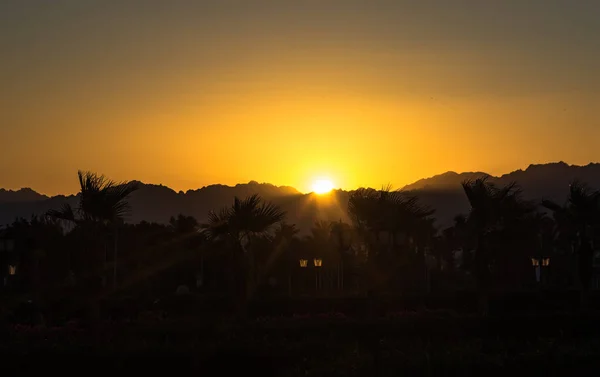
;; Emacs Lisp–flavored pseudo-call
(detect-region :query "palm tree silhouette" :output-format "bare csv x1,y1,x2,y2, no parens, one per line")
462,177,534,315
348,186,435,294
202,194,286,314
47,170,138,288
542,180,600,305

▶ [Stated exercise]
Rewrite the lines of the items above, swapping "palm tree" for "cactus" and leaving everything else unchanged. Omit the pictures.

▶ [Task result]
;; Emacs Lisp–flavored pseudo-call
(detect-region :query "cactus silhouette" :output-format "bare csv x1,y1,x2,y2, no parens, one per line")
462,177,534,315
348,186,435,294
202,194,286,314
47,170,138,288
542,180,600,305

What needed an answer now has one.